The problem ▸ Copy every line of the listing below verbatim, from the first line to the last.

Data shown ▸
* * *

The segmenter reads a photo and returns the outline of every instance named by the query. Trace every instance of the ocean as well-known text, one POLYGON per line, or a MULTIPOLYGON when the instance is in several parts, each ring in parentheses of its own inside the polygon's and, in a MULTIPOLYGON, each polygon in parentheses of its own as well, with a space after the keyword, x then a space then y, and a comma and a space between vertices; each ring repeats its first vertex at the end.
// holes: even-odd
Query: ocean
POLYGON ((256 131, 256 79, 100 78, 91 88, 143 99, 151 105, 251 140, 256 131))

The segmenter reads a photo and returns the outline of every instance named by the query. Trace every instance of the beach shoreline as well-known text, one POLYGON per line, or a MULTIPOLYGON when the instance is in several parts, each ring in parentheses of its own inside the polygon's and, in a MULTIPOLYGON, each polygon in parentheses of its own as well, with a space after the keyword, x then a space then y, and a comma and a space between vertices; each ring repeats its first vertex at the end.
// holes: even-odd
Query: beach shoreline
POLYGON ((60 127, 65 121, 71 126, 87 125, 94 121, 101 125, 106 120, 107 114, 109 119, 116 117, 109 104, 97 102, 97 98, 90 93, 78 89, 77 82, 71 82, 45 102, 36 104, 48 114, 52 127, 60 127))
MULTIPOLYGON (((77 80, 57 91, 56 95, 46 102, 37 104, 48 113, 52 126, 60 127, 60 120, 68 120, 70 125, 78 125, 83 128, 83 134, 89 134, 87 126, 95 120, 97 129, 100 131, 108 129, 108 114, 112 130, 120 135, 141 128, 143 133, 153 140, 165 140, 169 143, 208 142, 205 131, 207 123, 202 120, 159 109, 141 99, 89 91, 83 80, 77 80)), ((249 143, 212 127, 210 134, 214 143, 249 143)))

* * *

The result ▸
The segmenter reads a photo and returns the outline of every instance named by the query. Trace every instance of the ocean as well-known text, one POLYGON per line, or a MULTIPOLYGON when the instance is in several parts, each ring in parentheses of its own inside the polygon's and, in a MULTIPOLYGON, each polygon in parentheses of its own as well, with a space after the keyword, x then a space then y, and a comma and a space between vertices; each ring repeats its first vertex at the end.
// holes: even-odd
Query: ocean
POLYGON ((256 131, 256 79, 100 78, 91 88, 143 99, 151 105, 251 140, 256 131))

The segmenter reads a photo and returns the outline of every instance named by the query. Trace every instance of the beach shoreline as well-known text, one POLYGON per line, or a MULTIPOLYGON when the instance is in several parts, each ring in parentheses of its own inside the polygon's and, in a MULTIPOLYGON, each polygon in parentheses of its own as well, with a space after the keyword, x then a space then y, and a comma and a space between vertices; each ring repeats its first vertex at the end.
// holes: even-odd
Query: beach shoreline
POLYGON ((60 127, 65 121, 71 126, 87 125, 94 121, 101 125, 106 120, 107 114, 109 119, 116 117, 109 104, 97 102, 97 98, 90 93, 78 89, 77 82, 71 82, 45 102, 36 104, 48 114, 52 127, 60 127))
MULTIPOLYGON (((77 80, 57 91, 56 95, 46 102, 37 104, 48 113, 52 126, 60 127, 60 120, 68 120, 70 125, 78 125, 83 128, 83 134, 89 134, 87 126, 95 120, 97 129, 100 131, 108 129, 108 114, 112 130, 120 135, 141 128, 143 133, 153 140, 165 140, 169 143, 208 142, 205 131, 207 123, 202 120, 159 109, 141 99, 89 91, 83 80, 77 80)), ((249 143, 212 127, 210 134, 214 143, 249 143)))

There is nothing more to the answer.